• _Problems and tasks_
1. Answer these questions from the travel account, one answer per line, marked the same way:
(a) On the edge of which lake does Parapat sit?
(b) How long is the first bus trip of the day supposed to take?
(c) How many active volcanoes does the Bukit Barisan range hold?
2. Write out the part of the travel account starting with "Surveying the vistas" and going on through "that you can’t.", substituting "painful" for "heart-wrenching".

• _Source excerpt_
────────────────

From Parapat on Lake Toba’s edge – Indonesia’s largest natural lake – we head south on a crude public bus to Bukittinggi, in Sumatra’s west.
Travel through Indonesia in 1998 was more demanding than a couple of decades’ later. Information wasn’t available at your fingertips in seconds.
Wanting to avoid any backlash from the deadly racial riots last month, we continue to explore through Sumatra before heading to the island of Java.
Getting there
Today’s first bus trip is supposed to take around 6 hours, but this is Indonesia and buses stop many times before reaching its destination.

The rustic public bus proves to be a somewhat cheap and basic alternative, to the pricier tourist bus.
The first hour of the trip is lacking in available seats.
An arduous journey
Only a tiny stool in the middle of the cramped aisle is available for my 6’4″ husband. Balancing on a bag of rice near the doorway and squashed in among 5 other smiling locals, this is my resting place for the first hour’s ride.
Stifling, hot, nauseating – the bus carries four times the amount of people than it should. Stopping every ten minutes for the usual pick-up or drop-off, hawkers are relentless, especially as we’re the only foreigners on this trip.
Sliced fresh fruit. Pockets of crunchy peanuts. Bundles of tiny paper sachets filled with Nasi Goreng and many more delights are shoved in our faces, followed with: “you buy?”
The mugginess is oppressive. Sweat flows from our faces like a flooded river – it’s suffocating.
Squawking live chickens tied up in hessian sacks are bandied around the isles, as locals nudge each other for a minuscule, spot. Riding the roof of the bus or hanging precariously outside the back, are the norm. This has to be the most arduous bus trip in a long time.
Bukit Barisan
The bus ascends and descends erratically around continuing tight hairpin bends as we climb the sides of the Bukit Barisan (Barisan Mountains) even higher. The driver swings the bus around the precarious, bends as though he’s driving a Ferrari racing car on a straight stretch of road.
This dramatic mountain range runs along the western Sumatran side from north to south, end-to-end of the island. Obscured by densely thick jungle and home to 35 active volcanoes, vistas are breathtaking. Shame we can’t stop long enough to take any photos. The driver is in a hurry.
Lush scenery is abruptly contrasted with fierce jungle burning and the destruction of forests along the dusty road. The landscape opens up to jagged charred and blackened tree stumps left to decompose on the barren hillside – a tragic sight. This razing of the natural jungle isn’t sustainable.
A mother and child sit quietly on the crowded public bus. Her child is covered in untreated Ringworm sores – she doesn’t have money for cream. Pulling out a tube of cream to treat skin ailments, including Scabies, I give this to the mother. Her face lights up like a beacon and smiles with appreciation.
Surveying the vistas through the cracked, dirty window, your mind can’t but help drift away in thought…
Poverty, an observation so far…
The poverty so far is heart-wrenching. It’s difficult wanting to help everyone, especially when you know that you can’t.
How do you teach the importance of hygiene to over 200-million people? Or the dangers of smoking?
The majority of men smoke in Indonesia. Cigarettes are dirt cheap. Even 6-year-old boys draw in smoke from cigarettes like old men – they’ve done this for years.

The piled rubbish sits outside of run-down houses, putrefying. One-metre deep drains run along the front of houses. Filled with grey smelly stagnant water containing fermenting, garbage everything festers and breeds in these drains. Pungent sickening odours exude constantly, in this steaming climate.

────────────────

• _Material_

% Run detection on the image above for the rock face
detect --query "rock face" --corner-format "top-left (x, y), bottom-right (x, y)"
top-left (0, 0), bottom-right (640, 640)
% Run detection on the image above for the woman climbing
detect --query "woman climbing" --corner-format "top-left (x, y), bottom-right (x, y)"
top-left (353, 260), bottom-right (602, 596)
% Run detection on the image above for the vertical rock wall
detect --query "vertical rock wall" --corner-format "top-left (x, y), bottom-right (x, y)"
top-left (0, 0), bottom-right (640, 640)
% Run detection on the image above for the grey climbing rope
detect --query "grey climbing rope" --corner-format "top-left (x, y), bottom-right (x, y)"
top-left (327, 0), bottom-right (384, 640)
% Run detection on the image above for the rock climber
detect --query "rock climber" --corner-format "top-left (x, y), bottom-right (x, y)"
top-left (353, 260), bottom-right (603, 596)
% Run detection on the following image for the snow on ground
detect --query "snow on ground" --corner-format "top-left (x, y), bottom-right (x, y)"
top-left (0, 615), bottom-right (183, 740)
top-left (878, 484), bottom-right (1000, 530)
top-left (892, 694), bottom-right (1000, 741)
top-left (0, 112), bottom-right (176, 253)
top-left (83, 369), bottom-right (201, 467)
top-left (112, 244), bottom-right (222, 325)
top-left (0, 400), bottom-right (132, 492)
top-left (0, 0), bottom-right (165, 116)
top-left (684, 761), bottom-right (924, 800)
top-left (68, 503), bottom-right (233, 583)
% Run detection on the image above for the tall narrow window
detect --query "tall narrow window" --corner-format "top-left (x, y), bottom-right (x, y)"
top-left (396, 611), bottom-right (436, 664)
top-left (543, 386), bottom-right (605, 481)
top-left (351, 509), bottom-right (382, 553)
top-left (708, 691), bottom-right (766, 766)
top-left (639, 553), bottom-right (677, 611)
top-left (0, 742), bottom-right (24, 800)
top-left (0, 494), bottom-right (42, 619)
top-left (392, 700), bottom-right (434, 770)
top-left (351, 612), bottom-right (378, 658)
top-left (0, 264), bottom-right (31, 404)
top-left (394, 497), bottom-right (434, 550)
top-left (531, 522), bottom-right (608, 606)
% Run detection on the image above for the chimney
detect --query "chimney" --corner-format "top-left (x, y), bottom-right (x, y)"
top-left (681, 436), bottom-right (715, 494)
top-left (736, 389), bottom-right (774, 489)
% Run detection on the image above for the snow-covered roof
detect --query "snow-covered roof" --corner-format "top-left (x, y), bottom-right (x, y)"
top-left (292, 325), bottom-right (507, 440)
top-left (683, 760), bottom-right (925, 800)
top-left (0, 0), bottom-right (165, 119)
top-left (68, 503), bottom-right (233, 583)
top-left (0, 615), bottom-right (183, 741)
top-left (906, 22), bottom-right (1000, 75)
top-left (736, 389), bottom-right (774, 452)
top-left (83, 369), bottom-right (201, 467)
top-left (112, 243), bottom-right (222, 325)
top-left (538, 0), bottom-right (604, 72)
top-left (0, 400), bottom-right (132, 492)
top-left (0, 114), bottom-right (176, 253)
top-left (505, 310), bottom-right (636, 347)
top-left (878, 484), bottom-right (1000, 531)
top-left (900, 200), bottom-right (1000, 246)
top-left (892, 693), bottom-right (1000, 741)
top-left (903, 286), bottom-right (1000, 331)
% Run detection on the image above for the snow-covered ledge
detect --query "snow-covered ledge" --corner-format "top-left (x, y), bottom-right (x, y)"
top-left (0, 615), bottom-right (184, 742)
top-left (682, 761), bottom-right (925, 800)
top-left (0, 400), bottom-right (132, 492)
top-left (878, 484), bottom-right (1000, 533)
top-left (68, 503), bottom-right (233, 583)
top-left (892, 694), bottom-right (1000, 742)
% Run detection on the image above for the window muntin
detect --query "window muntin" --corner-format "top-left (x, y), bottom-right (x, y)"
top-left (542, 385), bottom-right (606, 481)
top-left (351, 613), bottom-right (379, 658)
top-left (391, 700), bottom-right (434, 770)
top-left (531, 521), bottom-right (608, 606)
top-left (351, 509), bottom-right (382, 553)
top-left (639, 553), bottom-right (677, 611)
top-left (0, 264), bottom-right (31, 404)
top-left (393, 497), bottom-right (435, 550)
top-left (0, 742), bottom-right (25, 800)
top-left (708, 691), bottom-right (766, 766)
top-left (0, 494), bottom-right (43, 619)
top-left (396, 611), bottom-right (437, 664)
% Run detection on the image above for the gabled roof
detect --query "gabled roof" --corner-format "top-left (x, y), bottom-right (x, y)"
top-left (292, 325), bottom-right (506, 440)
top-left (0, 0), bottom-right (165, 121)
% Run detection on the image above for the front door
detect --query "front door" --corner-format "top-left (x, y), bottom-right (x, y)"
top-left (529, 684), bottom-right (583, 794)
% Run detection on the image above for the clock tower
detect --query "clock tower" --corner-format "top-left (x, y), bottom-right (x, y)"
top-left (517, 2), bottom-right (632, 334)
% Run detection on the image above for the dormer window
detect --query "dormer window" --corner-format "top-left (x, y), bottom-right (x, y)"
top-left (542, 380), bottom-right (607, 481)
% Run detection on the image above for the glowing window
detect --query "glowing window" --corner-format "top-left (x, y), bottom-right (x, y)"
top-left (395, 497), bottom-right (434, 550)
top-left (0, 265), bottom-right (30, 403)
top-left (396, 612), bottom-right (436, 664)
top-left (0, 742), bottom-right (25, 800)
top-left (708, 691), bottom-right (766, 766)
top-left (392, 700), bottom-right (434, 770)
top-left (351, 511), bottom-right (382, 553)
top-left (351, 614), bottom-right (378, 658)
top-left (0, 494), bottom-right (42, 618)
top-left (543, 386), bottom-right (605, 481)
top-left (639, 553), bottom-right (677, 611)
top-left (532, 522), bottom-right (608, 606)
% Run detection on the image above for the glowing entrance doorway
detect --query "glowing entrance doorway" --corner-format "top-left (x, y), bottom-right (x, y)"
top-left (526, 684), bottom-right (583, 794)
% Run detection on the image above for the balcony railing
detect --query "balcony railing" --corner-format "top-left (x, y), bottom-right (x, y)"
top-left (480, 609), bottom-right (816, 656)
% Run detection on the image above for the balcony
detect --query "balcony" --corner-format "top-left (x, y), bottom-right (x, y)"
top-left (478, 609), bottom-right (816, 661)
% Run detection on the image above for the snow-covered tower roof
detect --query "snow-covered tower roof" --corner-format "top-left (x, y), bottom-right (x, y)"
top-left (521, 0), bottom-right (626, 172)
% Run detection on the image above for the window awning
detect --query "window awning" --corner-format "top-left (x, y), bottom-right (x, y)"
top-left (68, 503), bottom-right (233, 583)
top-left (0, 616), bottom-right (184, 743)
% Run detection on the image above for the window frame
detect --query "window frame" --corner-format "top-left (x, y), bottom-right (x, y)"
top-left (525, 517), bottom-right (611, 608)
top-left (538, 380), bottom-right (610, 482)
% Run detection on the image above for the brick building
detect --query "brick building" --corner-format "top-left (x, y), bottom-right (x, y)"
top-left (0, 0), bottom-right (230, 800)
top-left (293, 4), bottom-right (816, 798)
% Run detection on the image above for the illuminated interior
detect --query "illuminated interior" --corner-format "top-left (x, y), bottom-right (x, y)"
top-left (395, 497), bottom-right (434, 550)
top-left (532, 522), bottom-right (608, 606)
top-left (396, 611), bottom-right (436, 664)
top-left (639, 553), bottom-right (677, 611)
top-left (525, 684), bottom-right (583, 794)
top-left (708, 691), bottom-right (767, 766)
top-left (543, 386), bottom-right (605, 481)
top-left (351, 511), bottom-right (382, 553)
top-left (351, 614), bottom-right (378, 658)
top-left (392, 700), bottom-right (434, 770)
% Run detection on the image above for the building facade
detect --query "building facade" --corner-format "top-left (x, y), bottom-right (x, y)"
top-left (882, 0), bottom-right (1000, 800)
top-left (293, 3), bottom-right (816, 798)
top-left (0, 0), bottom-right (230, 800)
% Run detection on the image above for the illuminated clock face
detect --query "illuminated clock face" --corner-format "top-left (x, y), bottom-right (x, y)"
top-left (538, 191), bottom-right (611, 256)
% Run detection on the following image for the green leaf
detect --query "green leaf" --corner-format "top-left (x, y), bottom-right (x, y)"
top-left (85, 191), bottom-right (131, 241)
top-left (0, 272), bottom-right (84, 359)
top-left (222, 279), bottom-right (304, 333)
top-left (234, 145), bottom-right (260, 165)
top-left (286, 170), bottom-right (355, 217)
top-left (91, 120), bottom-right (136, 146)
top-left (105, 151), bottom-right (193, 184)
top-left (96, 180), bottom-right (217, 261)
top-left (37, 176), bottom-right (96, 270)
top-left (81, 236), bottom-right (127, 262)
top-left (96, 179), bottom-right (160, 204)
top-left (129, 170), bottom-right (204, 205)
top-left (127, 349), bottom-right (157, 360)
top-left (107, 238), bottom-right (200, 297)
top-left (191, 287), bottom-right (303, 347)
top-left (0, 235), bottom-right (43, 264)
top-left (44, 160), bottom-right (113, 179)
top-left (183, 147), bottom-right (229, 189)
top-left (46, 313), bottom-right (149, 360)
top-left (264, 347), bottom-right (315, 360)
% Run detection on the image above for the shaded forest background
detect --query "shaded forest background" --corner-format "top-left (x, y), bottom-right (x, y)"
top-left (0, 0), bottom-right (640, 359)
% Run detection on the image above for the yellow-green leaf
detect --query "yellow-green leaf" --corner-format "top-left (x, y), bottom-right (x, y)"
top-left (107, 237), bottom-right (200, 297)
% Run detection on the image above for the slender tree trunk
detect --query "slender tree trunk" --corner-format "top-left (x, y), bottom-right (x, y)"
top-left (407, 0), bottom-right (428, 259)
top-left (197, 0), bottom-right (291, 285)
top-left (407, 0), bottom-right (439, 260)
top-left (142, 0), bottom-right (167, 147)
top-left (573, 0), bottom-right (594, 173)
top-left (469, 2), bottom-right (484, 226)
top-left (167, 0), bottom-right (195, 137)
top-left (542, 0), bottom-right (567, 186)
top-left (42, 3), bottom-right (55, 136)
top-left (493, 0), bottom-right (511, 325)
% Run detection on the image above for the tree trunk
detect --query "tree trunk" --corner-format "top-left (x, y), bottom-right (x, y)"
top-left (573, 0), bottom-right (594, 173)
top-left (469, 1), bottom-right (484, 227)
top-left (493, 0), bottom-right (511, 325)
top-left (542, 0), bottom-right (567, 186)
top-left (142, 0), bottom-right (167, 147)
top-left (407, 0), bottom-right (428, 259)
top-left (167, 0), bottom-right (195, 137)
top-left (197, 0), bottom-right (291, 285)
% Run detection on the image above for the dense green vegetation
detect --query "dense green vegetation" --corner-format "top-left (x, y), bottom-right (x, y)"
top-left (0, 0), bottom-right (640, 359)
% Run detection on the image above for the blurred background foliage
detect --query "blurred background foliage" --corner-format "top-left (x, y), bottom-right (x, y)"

────────────────

• _Results of the exercise_
1.
(a) Lake Toba
(b) Around 6 hours
(c) 35

2.
Surveying the vistas through the cracked, dirty window, your mind can’t but help drift away in thought…
Poverty, an observation so far…
The poverty so far is painful. It’s difficult wanting to help everyone, especially when you know that you can’t.